▶ [Task instructions] Could you extract every line in the data below that contains the word "hair"? Case counts, so uppercase and lowercase letters must match.

── Source material ──

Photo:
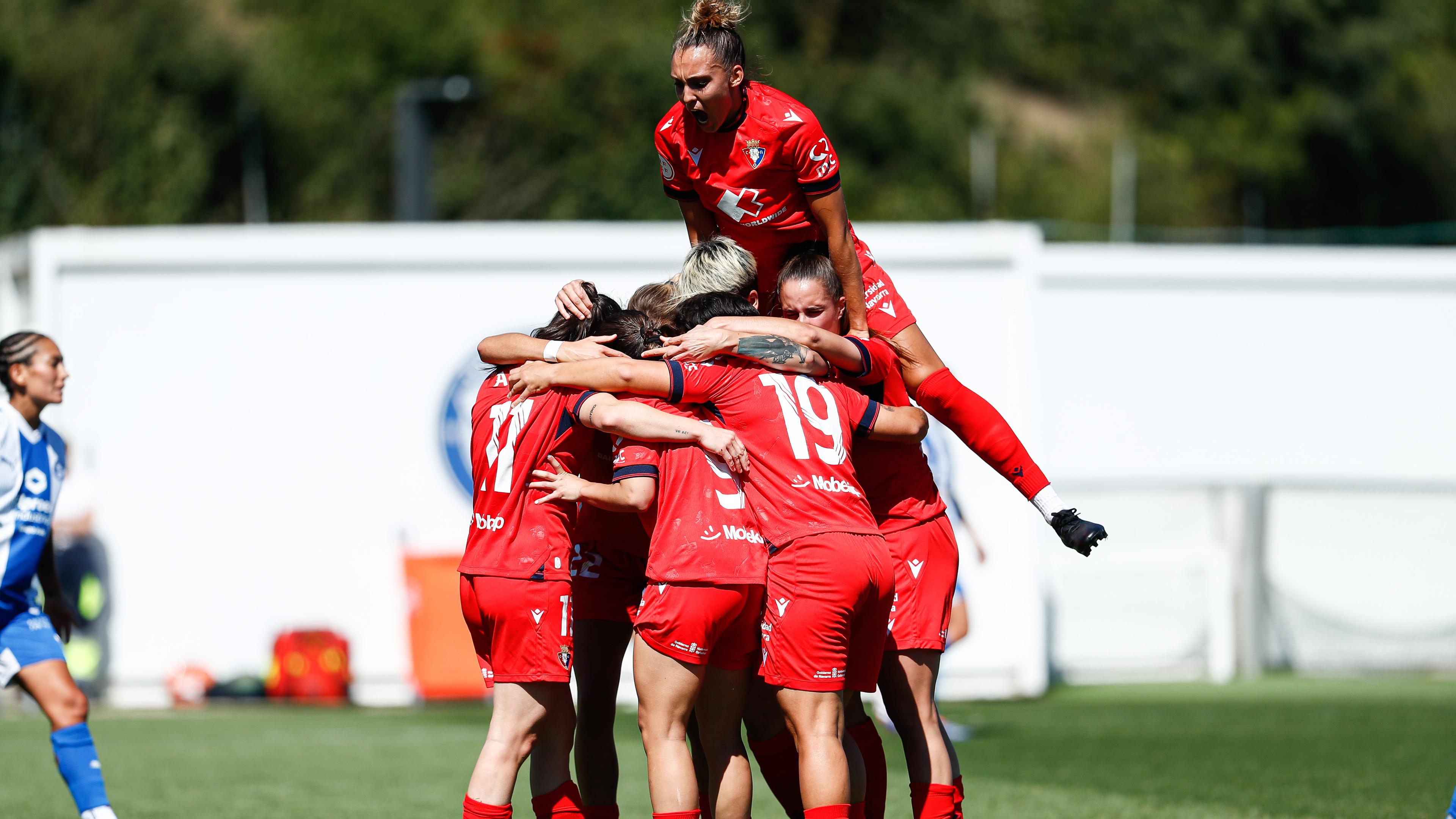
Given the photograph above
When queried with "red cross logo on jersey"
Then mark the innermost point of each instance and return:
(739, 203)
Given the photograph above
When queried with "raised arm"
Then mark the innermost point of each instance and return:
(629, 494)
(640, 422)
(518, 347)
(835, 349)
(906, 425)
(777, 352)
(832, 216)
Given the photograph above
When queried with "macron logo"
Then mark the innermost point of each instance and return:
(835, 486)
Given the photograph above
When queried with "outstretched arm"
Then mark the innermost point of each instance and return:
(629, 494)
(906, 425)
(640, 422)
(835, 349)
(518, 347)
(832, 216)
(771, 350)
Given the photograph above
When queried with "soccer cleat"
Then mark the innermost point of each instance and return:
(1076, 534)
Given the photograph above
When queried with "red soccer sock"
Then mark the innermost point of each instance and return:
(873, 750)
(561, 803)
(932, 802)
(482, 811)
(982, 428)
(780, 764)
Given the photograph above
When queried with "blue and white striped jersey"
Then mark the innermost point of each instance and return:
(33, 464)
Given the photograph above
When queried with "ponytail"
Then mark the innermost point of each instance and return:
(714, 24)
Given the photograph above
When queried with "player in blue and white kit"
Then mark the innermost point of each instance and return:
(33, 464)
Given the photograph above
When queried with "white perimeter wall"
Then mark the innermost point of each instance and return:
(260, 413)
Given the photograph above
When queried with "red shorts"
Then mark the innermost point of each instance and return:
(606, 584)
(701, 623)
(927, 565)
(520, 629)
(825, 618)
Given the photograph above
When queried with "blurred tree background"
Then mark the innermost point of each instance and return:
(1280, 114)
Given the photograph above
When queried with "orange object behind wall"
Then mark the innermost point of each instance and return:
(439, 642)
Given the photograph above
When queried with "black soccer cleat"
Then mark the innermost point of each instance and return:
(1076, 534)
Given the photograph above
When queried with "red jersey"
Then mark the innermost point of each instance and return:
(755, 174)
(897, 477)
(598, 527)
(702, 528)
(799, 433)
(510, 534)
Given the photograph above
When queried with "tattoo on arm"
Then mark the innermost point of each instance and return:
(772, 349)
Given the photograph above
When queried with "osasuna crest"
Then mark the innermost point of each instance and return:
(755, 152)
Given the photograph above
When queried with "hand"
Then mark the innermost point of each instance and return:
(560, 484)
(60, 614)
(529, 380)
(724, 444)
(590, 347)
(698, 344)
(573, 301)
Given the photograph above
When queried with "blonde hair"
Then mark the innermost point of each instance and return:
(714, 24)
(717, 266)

───
── Source material ──

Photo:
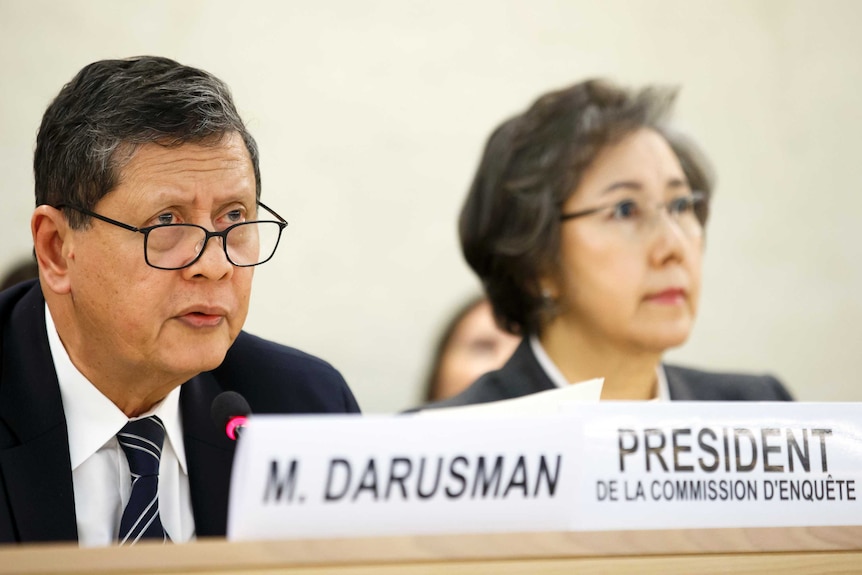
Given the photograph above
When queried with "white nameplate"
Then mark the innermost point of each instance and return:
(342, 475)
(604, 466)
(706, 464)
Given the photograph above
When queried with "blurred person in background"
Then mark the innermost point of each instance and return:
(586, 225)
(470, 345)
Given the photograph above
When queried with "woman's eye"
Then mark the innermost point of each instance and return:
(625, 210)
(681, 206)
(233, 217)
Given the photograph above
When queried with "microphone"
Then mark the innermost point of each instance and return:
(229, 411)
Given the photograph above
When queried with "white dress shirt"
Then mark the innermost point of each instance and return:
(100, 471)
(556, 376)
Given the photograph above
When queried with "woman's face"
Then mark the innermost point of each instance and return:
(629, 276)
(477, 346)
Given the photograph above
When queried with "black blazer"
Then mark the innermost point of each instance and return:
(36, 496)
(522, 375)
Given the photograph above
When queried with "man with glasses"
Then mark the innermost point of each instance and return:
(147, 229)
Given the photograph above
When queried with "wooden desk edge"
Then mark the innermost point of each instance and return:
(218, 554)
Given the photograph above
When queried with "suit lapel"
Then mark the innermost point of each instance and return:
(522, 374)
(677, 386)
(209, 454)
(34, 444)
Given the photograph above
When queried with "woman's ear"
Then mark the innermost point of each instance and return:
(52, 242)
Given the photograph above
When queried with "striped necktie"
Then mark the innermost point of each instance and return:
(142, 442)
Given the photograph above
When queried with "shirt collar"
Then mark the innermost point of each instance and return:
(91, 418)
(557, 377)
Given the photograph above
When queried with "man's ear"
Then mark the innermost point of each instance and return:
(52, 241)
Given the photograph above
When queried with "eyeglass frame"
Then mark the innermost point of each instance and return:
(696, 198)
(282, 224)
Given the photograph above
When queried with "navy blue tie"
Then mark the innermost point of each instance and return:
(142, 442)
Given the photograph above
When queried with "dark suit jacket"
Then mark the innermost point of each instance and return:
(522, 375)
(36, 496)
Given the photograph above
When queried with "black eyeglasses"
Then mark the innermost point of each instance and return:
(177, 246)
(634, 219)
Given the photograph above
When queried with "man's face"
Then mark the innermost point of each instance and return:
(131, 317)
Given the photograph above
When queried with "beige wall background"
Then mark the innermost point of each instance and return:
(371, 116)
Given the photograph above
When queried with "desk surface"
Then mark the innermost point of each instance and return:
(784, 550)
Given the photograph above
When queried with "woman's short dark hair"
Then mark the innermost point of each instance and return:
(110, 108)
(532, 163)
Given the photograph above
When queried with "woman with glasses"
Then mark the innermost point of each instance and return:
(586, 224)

───
── Source material ──

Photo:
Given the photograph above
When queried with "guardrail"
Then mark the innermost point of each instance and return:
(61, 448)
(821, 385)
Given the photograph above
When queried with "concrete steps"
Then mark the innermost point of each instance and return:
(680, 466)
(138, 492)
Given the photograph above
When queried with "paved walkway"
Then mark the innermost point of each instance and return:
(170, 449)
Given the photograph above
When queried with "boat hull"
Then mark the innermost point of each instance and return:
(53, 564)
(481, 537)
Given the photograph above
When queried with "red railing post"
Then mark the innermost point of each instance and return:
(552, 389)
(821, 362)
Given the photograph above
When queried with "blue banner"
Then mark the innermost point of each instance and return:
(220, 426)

───

▶ [Output for this task]
When queried with "blonde hair"
When queried with "woman's short dark hair"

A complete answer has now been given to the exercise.